**Brief:** State how many lines of the entries contain the string "distant". Case counts. Give only the number.

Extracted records

——

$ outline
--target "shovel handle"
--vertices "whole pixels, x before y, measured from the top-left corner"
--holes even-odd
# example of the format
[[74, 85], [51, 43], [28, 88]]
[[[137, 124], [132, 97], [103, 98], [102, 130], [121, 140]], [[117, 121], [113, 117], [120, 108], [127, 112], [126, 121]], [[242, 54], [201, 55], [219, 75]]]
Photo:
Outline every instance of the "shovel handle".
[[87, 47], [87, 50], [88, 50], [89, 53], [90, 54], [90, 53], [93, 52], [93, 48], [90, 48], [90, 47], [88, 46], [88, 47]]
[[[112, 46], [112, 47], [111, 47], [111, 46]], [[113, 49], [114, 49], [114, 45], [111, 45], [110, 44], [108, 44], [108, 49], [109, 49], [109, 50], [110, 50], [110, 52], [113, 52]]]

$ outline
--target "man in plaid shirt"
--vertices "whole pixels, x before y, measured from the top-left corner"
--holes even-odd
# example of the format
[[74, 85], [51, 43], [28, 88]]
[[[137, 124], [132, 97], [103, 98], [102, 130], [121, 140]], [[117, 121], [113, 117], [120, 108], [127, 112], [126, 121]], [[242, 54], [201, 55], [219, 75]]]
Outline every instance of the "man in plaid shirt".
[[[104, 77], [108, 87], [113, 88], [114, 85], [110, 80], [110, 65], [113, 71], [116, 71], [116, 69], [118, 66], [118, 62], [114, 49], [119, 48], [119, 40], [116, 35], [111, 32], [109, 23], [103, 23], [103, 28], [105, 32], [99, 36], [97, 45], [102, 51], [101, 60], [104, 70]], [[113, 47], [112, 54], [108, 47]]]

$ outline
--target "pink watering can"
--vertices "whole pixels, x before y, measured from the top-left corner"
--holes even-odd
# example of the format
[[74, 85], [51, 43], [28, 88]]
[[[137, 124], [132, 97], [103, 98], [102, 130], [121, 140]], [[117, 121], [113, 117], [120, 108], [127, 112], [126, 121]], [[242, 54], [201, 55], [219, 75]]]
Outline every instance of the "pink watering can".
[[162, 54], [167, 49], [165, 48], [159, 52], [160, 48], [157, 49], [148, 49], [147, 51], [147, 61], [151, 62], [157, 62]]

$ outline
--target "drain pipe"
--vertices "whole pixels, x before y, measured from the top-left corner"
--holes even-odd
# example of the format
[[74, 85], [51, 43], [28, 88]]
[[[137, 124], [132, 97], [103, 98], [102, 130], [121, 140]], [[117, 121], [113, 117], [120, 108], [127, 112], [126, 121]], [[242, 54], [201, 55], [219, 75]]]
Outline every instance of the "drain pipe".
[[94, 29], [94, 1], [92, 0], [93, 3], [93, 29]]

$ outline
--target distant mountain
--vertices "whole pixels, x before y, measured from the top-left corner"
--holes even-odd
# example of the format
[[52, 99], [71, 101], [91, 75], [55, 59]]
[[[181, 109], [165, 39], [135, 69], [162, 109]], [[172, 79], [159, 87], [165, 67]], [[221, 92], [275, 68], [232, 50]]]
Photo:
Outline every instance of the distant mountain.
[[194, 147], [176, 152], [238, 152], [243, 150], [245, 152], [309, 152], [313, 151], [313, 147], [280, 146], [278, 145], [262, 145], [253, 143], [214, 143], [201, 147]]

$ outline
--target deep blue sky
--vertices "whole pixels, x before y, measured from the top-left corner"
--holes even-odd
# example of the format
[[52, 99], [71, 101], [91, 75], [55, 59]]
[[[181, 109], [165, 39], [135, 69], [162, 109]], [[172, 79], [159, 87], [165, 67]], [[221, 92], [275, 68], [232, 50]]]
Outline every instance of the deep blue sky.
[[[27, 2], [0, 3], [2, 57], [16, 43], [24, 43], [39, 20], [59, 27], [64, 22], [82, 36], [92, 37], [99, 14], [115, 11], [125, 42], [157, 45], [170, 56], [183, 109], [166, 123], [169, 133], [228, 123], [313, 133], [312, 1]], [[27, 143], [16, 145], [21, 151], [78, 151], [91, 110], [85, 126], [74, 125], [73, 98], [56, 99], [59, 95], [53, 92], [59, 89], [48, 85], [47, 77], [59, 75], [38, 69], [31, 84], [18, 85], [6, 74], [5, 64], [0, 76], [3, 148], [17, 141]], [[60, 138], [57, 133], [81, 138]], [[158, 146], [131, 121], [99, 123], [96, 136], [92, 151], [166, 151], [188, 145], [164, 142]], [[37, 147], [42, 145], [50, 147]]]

——

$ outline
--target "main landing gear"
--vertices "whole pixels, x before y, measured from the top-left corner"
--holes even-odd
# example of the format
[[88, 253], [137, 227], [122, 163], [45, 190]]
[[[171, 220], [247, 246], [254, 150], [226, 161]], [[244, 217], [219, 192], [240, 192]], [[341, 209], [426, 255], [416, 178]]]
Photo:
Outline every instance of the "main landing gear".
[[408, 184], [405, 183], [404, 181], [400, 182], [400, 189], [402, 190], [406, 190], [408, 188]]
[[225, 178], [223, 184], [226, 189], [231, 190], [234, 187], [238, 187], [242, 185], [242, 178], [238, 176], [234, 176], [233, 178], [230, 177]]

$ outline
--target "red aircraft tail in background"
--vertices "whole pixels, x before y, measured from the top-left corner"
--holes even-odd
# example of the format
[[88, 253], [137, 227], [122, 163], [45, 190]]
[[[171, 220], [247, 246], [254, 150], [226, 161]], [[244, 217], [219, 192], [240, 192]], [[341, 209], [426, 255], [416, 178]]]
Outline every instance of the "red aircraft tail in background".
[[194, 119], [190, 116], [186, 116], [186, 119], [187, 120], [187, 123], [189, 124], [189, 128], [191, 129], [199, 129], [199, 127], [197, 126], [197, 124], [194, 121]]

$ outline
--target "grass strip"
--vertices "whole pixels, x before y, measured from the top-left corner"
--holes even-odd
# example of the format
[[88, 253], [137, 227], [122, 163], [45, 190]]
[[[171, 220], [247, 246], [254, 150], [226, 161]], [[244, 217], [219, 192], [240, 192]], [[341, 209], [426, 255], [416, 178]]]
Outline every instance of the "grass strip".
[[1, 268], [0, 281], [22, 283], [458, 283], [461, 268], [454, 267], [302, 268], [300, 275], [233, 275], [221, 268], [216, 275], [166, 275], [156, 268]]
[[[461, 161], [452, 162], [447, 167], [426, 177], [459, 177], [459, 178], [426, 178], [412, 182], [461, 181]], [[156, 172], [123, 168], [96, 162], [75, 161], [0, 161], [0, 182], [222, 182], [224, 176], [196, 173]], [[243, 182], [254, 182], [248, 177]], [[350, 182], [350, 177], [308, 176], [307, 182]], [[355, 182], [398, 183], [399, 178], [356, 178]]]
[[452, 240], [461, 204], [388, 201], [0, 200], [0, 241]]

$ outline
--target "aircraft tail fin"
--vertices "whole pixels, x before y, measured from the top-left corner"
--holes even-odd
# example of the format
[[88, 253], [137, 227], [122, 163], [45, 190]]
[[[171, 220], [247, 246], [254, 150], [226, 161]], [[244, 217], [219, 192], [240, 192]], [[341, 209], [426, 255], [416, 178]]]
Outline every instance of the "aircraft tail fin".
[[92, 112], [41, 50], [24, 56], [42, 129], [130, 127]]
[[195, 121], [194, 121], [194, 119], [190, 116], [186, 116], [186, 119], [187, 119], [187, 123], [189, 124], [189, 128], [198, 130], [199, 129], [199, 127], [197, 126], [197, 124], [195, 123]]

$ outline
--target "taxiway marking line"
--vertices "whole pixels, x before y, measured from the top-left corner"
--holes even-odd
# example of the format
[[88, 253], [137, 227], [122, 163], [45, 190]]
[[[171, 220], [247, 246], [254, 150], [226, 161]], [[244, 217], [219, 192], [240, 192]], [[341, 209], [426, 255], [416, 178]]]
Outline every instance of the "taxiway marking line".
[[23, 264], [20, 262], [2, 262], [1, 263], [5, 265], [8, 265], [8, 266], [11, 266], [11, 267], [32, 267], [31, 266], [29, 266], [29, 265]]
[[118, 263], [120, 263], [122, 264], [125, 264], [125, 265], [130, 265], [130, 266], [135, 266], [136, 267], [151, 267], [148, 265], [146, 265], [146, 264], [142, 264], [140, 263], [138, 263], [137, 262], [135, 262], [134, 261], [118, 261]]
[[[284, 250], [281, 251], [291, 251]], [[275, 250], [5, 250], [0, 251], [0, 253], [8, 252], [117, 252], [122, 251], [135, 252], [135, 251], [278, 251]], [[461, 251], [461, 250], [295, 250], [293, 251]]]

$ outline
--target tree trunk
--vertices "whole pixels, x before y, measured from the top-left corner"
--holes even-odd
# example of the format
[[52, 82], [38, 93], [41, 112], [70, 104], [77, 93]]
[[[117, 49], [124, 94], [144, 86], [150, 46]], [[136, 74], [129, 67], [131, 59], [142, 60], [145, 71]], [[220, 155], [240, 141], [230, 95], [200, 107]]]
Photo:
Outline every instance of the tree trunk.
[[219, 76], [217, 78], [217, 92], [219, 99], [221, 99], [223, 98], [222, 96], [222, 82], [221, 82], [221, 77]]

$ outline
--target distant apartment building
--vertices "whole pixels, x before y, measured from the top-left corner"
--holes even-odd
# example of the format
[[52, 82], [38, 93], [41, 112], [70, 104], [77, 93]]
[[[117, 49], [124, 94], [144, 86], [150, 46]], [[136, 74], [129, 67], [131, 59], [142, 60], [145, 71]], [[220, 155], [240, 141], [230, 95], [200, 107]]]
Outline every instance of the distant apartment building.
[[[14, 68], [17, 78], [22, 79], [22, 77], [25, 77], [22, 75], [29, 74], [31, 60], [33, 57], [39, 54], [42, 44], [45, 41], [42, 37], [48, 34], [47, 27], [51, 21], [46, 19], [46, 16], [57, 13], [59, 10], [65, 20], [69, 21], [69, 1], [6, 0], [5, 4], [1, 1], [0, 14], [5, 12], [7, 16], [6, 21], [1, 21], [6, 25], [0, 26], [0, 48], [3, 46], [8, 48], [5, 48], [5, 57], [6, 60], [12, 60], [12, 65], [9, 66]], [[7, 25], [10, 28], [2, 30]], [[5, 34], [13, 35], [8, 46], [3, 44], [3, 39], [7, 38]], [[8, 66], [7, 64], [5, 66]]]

——

**Output for this task:** 4